- **Challenges**:
a) Answer these questions about the patent claim on duplicate image detection:
(i) What converts each feature vector into a normalized feature vector with values between 0 and 1?
(ii) What does the first loss function do to the Euclidean distance between positive pairs?
(iii) What distance decides whether the second image is a duplicate of the first?
b) Write the next part of the patent claim on duplicate image detection, continuing after its last sentence.

- **Extract to read**:
▽

1. A method for performing duplicate image or video determination, the method implemented by a computing system and comprising: performing feature discriminability enhancement, using a first deep metric learning framework, by: transforming a first image-specific aggregated feature set corresponding to a first image into a first feature vector, using a first neural network based on a set of parameters; converting the first feature vector into a first normalized feature vector having a first set of values between 0 and 1, using an activation function; transforming a second image-specific aggregated feature set corresponding to a second image into a second feature vector, using a second neural network based on the set of parameters; converting the second feature vector into a second normalized feature vector having a second set of values between 0 and 1 , using the activation function; applying a first loss function to the first normalized feature vector and the second normalized feature vector to decrease Euclidean distance between positive pairs and to increase Euclidean distance between negative pairs among the first and second sets of values; and binarizing the first and second normalized feature vectors; and determining whether the second image is a duplicate of the first image based on a Hamming distance between the first and second binarized normalized feature vectors.

△

Pointing and labeling entries

▽

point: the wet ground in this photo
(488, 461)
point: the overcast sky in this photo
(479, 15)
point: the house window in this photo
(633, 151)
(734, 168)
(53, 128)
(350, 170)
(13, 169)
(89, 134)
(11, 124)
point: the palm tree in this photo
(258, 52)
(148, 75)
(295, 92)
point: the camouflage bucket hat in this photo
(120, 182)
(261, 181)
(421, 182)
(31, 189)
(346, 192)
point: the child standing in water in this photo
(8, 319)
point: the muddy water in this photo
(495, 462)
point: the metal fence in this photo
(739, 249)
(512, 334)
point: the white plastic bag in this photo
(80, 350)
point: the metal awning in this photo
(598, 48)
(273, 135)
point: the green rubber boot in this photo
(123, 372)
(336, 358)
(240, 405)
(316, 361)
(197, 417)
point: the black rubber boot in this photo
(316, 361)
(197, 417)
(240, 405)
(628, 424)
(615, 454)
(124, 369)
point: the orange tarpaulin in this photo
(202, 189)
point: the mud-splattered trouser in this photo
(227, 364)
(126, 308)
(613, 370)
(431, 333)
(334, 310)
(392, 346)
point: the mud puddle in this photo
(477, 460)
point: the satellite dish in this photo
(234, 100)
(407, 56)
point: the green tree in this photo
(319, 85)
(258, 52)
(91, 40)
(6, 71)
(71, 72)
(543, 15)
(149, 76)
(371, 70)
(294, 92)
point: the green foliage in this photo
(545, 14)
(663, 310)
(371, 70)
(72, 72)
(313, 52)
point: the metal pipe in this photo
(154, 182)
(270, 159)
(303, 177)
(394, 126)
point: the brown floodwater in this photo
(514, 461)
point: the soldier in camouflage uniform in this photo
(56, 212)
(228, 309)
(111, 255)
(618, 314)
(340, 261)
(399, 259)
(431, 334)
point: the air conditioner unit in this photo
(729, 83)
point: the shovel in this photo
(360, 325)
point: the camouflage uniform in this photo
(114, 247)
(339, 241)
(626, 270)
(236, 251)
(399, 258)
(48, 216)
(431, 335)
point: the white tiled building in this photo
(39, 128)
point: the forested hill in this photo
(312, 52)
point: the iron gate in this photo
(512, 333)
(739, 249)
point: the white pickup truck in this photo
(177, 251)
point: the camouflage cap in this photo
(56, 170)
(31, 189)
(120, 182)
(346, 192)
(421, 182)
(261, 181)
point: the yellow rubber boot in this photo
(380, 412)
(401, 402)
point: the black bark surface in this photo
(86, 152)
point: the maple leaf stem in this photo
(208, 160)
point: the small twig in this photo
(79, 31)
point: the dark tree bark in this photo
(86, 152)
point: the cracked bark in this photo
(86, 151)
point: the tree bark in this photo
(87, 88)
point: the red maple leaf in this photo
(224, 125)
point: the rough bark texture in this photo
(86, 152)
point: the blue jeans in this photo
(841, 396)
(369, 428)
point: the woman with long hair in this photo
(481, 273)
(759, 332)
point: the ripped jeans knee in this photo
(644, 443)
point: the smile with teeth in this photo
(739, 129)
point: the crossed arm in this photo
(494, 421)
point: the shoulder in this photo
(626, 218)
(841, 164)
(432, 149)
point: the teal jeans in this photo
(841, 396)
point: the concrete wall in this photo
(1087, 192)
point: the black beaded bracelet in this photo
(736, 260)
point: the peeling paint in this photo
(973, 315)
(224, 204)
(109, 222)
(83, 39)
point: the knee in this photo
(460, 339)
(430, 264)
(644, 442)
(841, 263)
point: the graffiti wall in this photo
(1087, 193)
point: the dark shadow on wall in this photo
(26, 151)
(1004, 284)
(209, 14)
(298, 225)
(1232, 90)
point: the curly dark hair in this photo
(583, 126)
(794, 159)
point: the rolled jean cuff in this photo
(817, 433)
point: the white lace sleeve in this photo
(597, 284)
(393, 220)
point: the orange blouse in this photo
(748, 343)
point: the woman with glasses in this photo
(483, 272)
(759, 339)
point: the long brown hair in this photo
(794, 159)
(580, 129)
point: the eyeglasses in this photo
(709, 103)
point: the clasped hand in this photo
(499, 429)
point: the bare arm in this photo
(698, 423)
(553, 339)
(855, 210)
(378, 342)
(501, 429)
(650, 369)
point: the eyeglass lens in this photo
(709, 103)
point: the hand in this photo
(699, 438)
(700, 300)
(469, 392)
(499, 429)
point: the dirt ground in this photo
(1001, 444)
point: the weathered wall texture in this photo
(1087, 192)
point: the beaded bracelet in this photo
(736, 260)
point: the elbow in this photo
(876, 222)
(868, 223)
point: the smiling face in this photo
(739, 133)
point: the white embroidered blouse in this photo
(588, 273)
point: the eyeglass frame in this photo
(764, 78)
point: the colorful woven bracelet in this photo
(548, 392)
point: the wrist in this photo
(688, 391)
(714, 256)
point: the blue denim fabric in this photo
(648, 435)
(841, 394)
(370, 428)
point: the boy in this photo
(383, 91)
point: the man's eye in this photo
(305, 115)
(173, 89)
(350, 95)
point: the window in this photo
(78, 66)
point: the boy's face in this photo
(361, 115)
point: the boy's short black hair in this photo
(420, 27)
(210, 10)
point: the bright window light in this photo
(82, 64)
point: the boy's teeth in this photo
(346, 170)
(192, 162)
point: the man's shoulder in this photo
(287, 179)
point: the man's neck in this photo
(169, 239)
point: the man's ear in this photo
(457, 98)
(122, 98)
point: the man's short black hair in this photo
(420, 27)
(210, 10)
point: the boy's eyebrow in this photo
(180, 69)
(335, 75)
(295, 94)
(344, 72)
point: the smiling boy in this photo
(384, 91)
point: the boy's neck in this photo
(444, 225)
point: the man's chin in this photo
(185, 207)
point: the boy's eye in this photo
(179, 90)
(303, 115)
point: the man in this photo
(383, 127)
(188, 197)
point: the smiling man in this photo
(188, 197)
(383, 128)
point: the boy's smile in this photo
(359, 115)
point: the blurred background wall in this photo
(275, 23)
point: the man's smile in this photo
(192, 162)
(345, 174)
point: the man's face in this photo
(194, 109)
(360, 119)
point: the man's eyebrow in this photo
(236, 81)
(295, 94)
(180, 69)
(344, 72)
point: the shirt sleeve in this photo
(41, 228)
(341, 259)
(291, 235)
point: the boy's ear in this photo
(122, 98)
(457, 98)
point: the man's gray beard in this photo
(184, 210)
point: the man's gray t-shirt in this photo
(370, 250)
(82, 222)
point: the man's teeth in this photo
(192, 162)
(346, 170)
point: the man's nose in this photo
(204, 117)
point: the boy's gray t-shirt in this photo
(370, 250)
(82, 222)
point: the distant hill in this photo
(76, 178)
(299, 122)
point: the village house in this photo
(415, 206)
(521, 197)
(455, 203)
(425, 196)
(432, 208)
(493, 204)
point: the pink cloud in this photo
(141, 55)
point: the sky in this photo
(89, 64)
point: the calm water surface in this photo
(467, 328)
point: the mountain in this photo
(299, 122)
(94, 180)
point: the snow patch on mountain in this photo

△
▽

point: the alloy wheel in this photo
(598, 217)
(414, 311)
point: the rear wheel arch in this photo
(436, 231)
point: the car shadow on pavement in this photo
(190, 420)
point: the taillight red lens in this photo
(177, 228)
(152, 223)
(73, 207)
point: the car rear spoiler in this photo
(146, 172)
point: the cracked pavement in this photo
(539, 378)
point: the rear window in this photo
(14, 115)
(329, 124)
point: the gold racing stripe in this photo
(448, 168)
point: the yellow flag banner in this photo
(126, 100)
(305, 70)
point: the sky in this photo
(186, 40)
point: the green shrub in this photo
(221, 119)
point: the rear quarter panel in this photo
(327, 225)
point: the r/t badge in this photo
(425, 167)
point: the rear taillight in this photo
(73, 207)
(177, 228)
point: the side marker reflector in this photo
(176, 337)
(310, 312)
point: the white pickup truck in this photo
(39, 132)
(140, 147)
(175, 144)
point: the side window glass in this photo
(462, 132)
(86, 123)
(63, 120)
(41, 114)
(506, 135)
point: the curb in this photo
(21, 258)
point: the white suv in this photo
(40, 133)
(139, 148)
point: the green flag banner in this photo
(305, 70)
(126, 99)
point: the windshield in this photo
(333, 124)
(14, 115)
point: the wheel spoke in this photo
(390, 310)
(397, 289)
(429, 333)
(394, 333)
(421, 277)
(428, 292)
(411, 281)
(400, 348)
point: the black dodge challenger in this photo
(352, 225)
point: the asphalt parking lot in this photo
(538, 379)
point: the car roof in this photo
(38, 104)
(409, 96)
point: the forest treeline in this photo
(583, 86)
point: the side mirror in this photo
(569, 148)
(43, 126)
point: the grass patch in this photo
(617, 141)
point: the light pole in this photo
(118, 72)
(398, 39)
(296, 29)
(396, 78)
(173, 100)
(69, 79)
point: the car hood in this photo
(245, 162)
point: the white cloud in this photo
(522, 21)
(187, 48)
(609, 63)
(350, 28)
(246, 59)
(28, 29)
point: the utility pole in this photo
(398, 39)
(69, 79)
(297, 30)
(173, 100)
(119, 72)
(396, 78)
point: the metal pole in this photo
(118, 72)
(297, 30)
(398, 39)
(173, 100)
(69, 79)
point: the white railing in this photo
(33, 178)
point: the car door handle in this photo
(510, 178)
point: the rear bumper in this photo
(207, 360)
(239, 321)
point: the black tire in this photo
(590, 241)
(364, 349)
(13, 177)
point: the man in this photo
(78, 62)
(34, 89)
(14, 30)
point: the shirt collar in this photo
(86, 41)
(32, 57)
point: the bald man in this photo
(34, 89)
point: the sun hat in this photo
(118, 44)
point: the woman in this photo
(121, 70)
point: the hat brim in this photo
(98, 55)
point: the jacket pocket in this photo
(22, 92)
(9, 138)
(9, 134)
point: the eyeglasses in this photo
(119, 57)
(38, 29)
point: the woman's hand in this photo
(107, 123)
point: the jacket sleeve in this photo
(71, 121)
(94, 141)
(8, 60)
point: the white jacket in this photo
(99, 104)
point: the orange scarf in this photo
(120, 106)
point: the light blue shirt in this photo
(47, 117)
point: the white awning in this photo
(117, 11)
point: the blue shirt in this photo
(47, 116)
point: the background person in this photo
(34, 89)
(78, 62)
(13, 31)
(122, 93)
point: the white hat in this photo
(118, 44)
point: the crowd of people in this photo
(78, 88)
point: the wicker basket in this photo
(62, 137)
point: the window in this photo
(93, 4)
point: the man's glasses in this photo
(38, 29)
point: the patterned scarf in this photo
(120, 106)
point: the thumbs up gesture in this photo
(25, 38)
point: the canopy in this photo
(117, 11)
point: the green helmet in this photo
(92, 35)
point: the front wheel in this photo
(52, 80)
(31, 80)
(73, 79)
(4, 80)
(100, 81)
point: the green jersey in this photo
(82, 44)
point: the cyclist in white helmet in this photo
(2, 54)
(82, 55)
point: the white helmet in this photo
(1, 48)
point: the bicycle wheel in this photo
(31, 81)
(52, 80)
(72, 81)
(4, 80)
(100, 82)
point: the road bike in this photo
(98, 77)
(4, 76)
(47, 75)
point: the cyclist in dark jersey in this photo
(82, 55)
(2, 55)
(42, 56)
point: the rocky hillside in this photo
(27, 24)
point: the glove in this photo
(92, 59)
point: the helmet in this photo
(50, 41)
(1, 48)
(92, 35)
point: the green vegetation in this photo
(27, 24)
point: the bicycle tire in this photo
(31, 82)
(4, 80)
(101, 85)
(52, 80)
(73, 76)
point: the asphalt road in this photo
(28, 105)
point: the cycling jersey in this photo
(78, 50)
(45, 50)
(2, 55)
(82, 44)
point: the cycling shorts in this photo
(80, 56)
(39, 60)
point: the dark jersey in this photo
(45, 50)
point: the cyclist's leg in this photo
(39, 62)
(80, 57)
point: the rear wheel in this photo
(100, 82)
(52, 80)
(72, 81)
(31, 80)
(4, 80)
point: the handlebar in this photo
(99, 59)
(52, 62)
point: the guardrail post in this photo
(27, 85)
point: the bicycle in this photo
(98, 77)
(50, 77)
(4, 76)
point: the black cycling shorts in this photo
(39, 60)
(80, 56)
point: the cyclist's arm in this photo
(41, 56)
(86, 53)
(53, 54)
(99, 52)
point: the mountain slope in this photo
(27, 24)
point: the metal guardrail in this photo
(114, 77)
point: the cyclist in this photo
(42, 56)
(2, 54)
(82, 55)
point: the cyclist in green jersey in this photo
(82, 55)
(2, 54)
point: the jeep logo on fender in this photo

△
▽

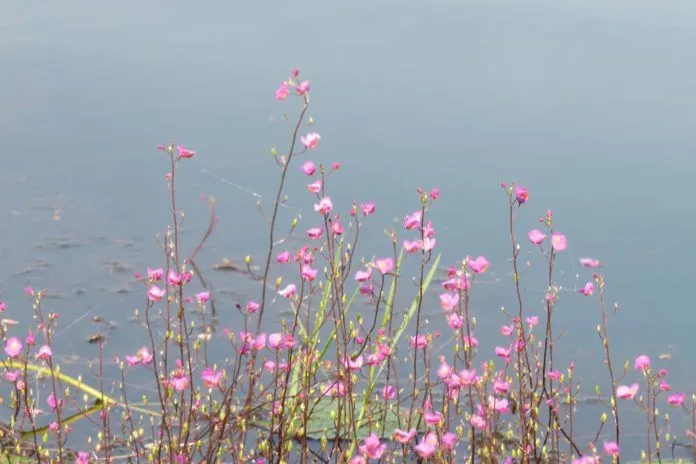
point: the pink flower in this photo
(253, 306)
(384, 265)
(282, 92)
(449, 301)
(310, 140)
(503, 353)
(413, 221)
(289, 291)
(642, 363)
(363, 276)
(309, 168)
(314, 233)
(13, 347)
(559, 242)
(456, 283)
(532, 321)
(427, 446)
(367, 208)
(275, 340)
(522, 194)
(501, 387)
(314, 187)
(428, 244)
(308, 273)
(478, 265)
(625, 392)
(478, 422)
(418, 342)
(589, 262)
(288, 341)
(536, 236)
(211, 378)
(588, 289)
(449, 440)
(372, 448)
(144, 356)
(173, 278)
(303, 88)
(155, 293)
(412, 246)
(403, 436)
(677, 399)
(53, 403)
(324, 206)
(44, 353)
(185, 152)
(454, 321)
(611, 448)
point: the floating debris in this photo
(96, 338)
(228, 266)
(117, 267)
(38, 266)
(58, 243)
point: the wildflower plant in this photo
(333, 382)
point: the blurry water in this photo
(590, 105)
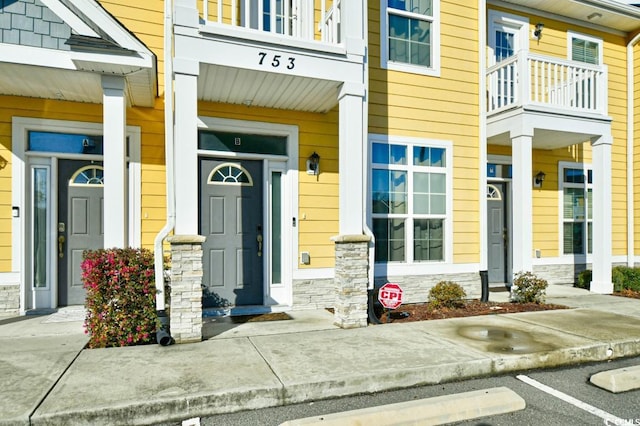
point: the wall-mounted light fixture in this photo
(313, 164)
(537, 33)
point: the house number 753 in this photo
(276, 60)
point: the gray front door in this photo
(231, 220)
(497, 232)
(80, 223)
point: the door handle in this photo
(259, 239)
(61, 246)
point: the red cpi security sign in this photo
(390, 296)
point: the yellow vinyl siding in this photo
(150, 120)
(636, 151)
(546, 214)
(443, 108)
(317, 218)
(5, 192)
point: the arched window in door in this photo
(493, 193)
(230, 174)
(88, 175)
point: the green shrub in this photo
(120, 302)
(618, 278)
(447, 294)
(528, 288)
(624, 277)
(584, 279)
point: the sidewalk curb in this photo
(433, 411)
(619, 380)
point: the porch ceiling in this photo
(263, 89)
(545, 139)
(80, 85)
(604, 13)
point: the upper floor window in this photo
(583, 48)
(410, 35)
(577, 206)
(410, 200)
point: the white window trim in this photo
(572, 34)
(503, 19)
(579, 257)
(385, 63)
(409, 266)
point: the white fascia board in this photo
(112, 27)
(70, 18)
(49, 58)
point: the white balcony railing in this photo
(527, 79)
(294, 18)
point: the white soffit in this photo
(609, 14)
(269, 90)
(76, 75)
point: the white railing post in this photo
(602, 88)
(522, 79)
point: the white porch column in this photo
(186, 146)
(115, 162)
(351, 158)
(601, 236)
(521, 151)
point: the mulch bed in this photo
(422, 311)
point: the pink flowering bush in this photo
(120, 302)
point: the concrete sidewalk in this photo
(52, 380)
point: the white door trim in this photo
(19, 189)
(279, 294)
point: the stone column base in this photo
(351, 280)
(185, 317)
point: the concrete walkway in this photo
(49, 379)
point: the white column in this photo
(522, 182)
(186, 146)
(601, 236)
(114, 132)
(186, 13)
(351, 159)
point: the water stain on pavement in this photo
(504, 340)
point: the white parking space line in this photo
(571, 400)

△

- **Answers by task**:
a)
(i) An activation function.
(ii) It decreases that distance.
(iii) The Hamming distance between the first and second binarized normalized feature vectors.

b)
2. The method of claim 1, wherein the computing system comprises at least one of a machine learning system, an artificial intelligence ("AI") system, a deep learning system, a processor on the user device, a server computer over a network, a cloud computing system, or a distributed computing system, wherein the first neural network and the second neural network each comprises at least one of a deep learning model-based neural network, a deep metric learning-based neural network, a convolutional neural network ("CNN"), or a fully convolutional network ("FCN").

3. The method of claim 1 or 2, further comprising: performing image-specific feature extraction for the first image, by: performing local feature extraction for the first image to extract a plurality of first local features; and aggregating the extracted plurality of first local features to form the first image- specific aggregated feature set for the first image; and performing image-specific feature extraction for the second image, by: performing local feature extraction for the second image to extract a plurality of second local features; and aggregating the extracted plurality of second local features to form the second image-specific aggregated feature set for the second image.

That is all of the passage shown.